_Set exercise_: List every line of the data below that contains the string "shirt".

[Recorded data]
··········

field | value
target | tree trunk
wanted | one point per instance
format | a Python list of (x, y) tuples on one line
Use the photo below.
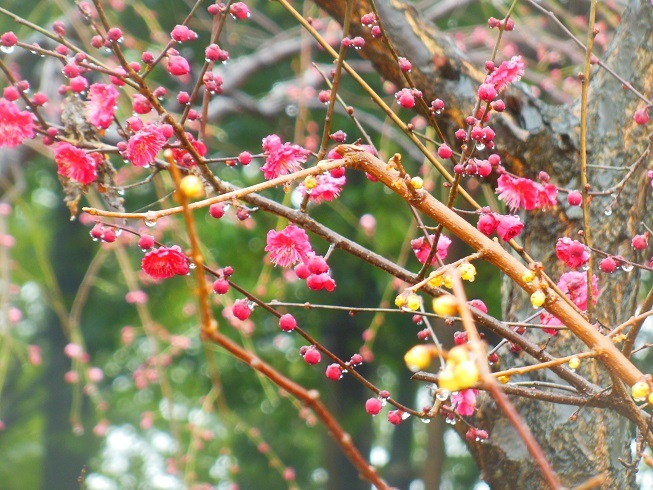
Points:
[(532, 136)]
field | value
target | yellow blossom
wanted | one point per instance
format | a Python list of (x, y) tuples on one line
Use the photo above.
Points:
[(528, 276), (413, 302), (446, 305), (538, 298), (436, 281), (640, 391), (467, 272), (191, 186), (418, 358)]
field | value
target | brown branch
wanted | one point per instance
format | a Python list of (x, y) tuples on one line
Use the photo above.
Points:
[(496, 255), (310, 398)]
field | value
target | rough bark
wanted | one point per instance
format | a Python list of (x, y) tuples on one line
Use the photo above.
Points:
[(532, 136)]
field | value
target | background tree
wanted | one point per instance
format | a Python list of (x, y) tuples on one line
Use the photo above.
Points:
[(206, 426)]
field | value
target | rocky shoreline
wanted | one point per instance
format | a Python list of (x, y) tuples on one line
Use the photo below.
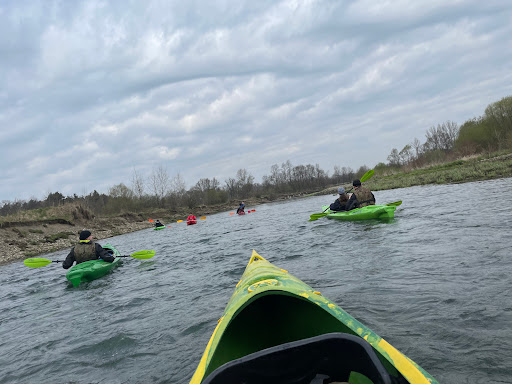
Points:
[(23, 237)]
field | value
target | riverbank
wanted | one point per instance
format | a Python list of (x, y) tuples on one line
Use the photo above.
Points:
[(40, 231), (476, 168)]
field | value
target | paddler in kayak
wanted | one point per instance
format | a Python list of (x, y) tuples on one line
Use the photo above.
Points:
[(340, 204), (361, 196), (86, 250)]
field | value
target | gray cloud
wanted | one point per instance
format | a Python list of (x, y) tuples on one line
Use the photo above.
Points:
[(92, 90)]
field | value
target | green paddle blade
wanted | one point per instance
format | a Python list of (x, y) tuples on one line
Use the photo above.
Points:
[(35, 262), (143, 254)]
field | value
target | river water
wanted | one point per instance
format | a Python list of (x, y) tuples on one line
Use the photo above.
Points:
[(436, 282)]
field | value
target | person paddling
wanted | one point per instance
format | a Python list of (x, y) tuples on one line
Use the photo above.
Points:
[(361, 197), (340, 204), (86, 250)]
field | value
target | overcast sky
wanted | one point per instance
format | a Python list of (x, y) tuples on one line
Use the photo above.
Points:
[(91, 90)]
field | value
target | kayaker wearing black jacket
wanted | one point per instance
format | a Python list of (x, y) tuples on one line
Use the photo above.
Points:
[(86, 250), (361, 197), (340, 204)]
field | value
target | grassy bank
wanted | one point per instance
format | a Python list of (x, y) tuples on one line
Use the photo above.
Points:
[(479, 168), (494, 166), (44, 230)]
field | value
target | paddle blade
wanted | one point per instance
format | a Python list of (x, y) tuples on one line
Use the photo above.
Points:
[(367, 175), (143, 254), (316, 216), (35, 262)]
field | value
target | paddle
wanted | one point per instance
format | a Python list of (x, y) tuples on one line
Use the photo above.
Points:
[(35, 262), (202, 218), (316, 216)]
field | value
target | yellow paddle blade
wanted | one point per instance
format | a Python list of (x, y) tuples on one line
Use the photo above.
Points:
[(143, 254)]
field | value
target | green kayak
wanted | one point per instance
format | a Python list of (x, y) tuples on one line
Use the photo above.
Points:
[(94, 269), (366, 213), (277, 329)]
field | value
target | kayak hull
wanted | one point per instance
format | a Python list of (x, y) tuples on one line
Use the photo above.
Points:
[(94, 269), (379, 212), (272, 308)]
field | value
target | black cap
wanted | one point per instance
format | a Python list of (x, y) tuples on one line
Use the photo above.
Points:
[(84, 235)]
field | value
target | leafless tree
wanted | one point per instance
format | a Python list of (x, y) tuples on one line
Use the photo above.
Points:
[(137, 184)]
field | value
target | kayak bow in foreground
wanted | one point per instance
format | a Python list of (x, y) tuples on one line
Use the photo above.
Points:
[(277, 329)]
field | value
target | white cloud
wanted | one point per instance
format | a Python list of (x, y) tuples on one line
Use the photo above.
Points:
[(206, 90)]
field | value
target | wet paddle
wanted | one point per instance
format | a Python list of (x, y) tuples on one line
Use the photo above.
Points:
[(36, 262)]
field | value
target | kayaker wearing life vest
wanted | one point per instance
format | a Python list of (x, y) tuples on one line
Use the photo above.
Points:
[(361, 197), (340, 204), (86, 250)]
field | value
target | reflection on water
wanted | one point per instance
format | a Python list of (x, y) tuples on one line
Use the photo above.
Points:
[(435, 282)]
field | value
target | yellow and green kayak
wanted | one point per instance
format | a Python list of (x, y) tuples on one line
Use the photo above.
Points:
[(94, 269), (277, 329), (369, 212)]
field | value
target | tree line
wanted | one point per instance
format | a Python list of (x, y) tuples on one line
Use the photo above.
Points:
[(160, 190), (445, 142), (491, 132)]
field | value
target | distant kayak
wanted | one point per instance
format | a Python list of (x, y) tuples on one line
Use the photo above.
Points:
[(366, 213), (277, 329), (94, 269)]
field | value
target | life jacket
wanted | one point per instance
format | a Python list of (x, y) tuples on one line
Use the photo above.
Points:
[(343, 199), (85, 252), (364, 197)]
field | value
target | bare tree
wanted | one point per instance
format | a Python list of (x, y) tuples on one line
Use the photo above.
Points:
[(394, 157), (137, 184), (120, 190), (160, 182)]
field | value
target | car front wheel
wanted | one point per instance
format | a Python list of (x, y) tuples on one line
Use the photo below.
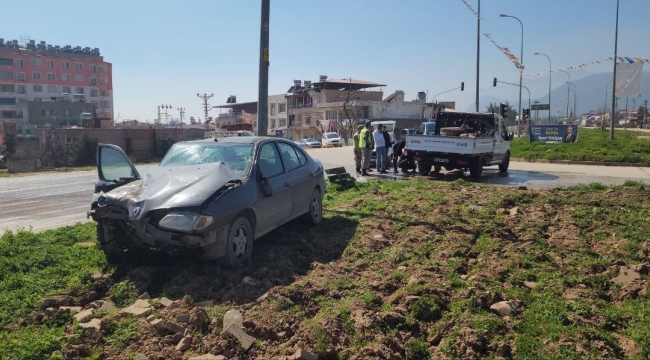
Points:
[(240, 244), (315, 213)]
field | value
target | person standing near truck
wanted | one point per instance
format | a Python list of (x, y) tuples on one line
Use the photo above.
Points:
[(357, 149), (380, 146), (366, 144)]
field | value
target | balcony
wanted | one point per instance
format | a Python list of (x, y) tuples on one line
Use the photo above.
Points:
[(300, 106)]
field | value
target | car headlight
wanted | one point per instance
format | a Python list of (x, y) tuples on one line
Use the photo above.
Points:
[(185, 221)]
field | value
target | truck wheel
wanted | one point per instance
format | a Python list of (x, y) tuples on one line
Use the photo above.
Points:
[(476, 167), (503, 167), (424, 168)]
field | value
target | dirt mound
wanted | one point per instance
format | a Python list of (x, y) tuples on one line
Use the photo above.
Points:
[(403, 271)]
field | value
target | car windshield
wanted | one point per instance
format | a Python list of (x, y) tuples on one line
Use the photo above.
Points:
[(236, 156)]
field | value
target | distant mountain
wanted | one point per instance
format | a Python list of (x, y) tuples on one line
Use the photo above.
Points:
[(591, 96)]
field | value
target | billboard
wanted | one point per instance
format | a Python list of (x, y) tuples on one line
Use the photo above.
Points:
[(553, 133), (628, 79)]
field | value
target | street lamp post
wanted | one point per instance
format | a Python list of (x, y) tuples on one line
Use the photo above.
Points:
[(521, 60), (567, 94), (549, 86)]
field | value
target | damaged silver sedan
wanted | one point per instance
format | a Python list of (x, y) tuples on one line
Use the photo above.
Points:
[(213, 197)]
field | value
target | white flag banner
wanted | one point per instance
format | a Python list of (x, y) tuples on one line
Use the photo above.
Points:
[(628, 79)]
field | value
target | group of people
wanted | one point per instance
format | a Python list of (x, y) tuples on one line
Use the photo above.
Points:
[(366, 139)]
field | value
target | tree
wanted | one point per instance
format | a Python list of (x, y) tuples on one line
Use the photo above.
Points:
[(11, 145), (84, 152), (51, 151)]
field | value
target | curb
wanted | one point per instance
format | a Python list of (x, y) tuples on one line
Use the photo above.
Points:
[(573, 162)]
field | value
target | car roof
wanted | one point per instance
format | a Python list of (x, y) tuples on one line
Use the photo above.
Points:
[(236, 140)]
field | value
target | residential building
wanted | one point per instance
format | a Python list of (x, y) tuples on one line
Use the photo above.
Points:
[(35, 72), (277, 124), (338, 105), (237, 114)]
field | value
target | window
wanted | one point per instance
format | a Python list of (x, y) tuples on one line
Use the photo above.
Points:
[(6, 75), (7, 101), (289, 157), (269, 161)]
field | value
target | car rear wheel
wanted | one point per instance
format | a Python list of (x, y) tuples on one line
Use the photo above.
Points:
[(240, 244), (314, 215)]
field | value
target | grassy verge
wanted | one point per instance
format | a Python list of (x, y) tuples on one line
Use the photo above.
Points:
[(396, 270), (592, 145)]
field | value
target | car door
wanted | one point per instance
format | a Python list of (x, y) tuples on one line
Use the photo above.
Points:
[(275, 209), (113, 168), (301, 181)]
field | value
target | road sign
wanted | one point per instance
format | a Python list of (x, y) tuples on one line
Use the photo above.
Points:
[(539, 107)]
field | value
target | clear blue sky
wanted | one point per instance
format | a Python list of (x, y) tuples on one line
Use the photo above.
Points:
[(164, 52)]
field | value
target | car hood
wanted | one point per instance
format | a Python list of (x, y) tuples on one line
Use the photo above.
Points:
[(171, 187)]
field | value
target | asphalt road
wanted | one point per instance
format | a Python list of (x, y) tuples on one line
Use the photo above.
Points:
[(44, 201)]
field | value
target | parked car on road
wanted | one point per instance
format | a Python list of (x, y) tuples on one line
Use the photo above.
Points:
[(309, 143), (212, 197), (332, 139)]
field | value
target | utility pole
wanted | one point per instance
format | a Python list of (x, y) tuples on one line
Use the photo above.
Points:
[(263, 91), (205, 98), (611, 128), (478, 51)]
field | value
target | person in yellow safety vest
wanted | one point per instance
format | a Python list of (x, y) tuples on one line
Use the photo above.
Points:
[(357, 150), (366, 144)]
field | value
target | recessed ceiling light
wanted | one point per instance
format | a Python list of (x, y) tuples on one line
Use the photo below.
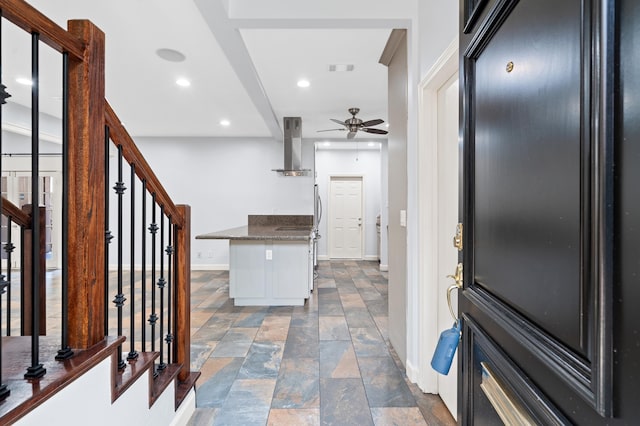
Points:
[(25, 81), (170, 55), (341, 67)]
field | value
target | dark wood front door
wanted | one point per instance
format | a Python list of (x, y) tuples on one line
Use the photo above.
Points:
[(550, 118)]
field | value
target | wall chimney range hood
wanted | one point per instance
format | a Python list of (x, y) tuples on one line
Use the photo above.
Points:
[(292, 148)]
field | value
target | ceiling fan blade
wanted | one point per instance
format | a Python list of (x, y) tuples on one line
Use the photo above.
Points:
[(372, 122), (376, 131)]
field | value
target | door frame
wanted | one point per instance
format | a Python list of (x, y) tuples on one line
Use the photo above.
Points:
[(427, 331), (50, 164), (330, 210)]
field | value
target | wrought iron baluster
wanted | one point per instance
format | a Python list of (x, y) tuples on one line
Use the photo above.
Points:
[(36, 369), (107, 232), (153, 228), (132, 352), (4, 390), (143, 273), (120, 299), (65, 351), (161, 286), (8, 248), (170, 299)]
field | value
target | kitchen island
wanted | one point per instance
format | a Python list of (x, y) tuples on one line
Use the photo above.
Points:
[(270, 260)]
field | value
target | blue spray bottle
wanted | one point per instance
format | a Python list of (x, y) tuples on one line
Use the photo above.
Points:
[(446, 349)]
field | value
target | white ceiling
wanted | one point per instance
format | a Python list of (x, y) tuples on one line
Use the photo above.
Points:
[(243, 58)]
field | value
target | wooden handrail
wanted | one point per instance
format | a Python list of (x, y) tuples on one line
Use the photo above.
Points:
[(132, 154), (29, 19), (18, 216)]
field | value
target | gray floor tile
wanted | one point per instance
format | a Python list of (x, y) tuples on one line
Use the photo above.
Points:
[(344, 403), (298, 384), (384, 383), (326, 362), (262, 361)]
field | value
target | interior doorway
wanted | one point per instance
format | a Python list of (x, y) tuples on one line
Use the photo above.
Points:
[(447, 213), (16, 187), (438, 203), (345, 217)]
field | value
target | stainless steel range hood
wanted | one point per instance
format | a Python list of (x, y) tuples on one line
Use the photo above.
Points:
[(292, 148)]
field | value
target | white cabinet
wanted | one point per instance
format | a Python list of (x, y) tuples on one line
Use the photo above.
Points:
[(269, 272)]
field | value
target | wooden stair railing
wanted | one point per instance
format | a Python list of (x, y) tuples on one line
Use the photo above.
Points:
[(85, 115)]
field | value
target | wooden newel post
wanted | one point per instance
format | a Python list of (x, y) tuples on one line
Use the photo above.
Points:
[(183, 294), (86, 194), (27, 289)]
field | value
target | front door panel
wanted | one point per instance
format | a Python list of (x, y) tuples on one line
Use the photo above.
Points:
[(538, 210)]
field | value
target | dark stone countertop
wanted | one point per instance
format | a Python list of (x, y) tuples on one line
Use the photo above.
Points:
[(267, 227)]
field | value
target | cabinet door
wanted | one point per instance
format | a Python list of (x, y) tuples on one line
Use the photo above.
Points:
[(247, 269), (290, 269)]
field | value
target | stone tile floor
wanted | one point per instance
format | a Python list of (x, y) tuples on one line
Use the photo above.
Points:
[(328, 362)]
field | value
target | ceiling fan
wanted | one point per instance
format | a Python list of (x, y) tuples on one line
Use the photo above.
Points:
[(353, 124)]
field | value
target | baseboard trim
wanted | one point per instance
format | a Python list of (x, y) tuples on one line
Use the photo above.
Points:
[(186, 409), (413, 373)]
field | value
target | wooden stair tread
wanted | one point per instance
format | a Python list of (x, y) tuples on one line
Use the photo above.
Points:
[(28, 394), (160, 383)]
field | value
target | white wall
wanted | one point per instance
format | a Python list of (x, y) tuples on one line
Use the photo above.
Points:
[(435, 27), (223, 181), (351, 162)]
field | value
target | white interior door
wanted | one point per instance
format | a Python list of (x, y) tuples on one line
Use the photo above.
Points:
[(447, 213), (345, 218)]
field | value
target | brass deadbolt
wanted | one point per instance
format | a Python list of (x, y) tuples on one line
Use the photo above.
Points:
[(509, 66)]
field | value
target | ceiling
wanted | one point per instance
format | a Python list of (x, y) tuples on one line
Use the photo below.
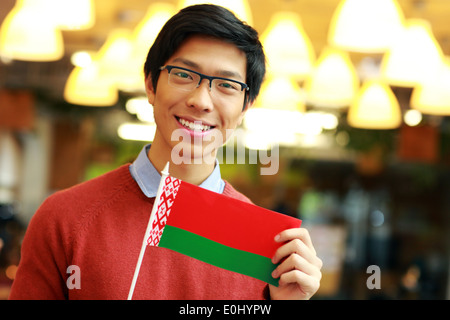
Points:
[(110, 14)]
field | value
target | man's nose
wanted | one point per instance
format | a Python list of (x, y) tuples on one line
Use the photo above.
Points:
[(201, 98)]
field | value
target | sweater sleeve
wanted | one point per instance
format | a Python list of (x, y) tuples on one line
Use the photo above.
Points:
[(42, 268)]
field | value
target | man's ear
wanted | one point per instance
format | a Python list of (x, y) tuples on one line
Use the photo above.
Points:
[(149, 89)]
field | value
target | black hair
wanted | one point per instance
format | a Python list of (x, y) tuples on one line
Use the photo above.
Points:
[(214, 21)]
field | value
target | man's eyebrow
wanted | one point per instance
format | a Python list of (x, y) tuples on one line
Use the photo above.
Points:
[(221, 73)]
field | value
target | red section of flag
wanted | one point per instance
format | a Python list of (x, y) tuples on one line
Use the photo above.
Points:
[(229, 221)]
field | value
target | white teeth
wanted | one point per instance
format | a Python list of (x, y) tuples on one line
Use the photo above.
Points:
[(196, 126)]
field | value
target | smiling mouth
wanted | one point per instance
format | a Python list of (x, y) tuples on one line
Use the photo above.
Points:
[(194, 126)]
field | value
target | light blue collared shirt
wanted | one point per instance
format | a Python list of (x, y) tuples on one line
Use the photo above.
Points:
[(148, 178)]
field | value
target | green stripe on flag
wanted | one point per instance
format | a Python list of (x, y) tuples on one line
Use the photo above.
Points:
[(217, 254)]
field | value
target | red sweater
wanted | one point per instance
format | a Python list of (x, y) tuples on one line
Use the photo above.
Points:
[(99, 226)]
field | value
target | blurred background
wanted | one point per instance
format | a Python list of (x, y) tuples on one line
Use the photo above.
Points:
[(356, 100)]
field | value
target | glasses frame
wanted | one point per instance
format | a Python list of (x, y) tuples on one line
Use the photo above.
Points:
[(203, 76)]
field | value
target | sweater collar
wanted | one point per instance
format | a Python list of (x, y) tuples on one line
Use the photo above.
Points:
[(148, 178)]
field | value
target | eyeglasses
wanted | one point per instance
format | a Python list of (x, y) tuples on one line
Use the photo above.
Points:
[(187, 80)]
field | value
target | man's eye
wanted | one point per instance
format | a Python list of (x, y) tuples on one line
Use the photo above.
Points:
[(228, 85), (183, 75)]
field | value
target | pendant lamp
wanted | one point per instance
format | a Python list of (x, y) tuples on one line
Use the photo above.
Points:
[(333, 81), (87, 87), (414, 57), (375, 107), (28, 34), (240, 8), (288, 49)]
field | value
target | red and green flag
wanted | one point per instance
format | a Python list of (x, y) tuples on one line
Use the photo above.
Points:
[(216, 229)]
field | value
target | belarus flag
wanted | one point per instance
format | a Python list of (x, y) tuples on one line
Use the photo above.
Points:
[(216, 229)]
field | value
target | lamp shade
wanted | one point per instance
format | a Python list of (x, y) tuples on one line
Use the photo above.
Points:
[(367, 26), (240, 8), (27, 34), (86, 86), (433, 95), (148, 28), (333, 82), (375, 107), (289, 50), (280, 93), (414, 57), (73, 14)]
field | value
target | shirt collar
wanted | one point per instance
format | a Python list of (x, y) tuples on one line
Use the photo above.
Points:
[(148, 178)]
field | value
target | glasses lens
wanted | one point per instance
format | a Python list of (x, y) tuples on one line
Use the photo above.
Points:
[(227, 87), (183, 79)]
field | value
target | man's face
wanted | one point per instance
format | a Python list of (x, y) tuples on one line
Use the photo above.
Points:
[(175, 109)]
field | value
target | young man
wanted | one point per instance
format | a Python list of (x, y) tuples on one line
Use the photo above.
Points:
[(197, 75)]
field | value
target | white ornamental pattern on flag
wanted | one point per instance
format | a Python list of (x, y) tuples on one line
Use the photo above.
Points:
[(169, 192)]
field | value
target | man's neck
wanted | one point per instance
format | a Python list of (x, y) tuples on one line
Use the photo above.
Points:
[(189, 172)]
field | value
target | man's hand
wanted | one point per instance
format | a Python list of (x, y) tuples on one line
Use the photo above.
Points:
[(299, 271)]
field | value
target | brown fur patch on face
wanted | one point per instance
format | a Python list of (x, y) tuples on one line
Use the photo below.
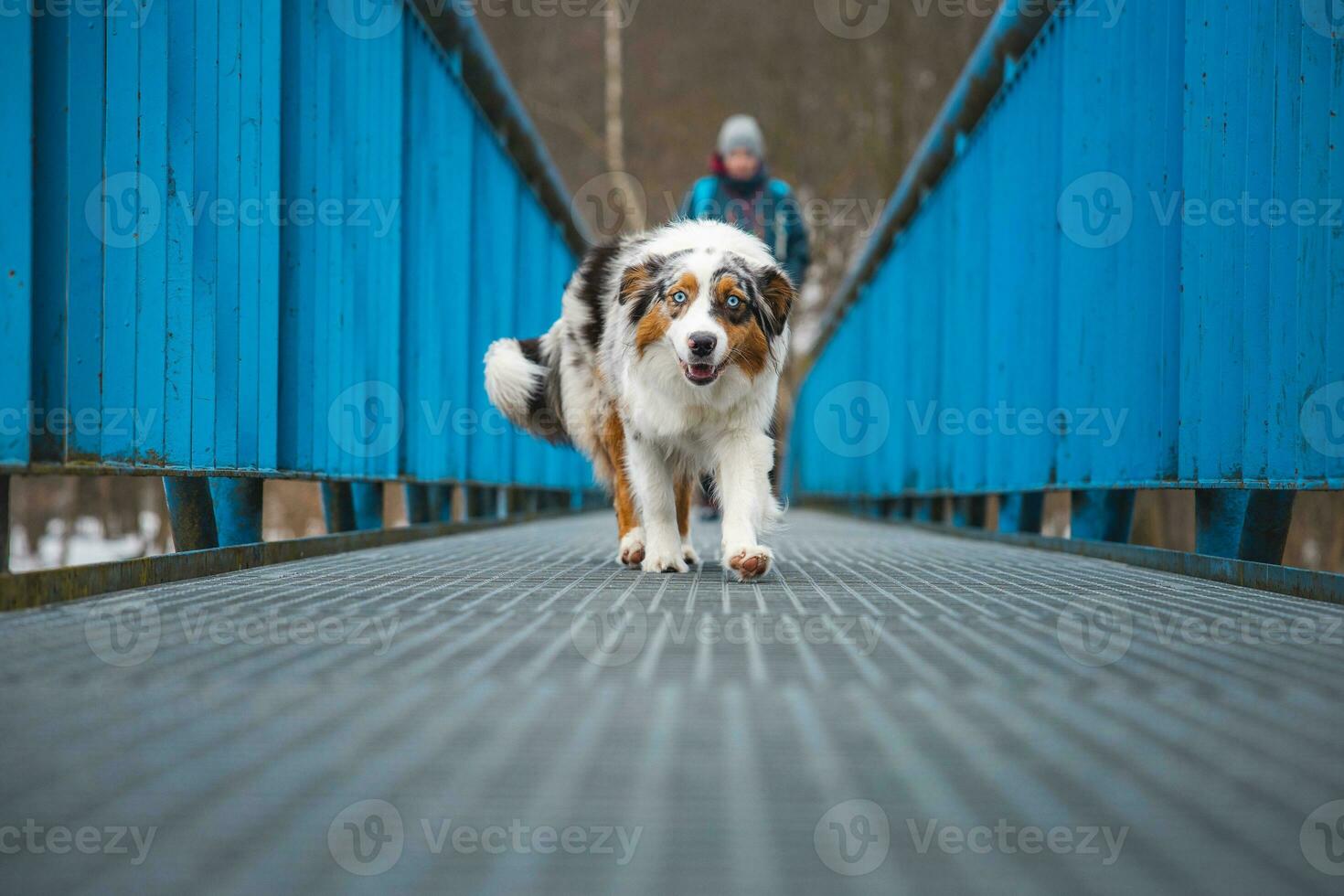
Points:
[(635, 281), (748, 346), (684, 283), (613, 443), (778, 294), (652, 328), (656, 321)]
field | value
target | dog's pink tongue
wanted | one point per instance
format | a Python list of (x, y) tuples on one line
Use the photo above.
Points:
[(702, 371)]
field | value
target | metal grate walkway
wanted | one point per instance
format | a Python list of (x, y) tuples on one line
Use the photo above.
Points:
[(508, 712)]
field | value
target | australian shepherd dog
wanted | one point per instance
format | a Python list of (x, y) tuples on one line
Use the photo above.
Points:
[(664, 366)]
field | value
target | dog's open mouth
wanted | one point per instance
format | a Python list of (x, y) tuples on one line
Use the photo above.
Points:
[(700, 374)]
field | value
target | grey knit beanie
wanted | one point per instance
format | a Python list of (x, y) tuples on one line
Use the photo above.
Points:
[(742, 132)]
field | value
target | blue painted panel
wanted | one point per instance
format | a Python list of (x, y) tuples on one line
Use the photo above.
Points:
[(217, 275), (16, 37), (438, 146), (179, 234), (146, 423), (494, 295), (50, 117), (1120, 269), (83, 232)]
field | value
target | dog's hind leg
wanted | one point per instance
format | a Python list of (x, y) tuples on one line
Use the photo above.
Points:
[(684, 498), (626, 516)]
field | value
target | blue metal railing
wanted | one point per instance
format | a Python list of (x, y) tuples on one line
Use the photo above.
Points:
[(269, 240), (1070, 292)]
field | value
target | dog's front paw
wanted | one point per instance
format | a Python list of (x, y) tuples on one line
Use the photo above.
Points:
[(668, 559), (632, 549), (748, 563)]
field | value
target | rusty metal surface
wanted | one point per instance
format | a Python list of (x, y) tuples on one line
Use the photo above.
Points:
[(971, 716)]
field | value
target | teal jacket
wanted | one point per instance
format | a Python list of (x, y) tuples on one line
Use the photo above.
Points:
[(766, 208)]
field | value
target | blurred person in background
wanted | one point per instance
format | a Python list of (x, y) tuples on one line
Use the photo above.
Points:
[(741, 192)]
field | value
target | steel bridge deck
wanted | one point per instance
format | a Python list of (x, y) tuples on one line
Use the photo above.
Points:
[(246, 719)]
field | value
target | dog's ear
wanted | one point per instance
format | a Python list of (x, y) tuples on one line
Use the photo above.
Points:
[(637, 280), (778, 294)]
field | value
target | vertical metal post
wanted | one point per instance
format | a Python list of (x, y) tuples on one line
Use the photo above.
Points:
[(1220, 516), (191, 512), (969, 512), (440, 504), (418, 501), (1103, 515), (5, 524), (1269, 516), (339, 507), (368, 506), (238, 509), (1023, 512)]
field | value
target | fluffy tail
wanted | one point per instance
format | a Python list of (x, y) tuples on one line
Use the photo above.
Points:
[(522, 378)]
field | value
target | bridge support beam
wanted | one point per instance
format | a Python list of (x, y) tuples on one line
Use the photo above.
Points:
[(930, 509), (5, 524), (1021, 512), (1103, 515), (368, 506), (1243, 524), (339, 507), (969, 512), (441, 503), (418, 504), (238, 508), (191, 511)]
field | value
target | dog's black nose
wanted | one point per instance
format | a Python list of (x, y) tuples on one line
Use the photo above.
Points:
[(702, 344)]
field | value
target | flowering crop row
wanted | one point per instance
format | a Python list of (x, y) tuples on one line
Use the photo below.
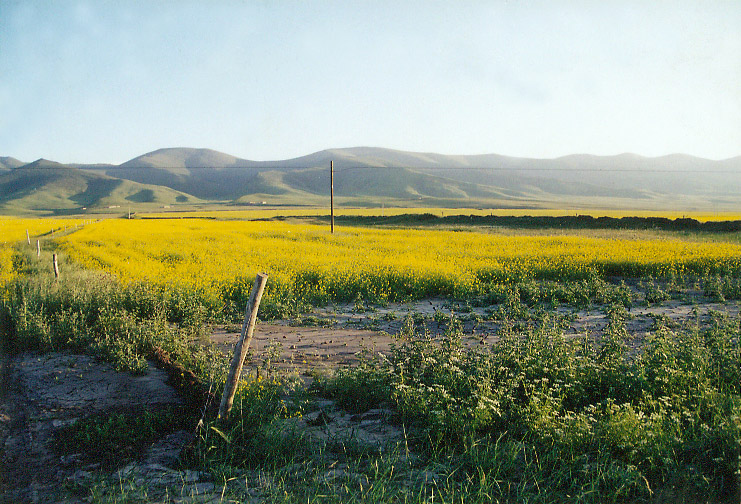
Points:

··········

_Solution for this exercise_:
target | light blue collared shirt
target | shirt collar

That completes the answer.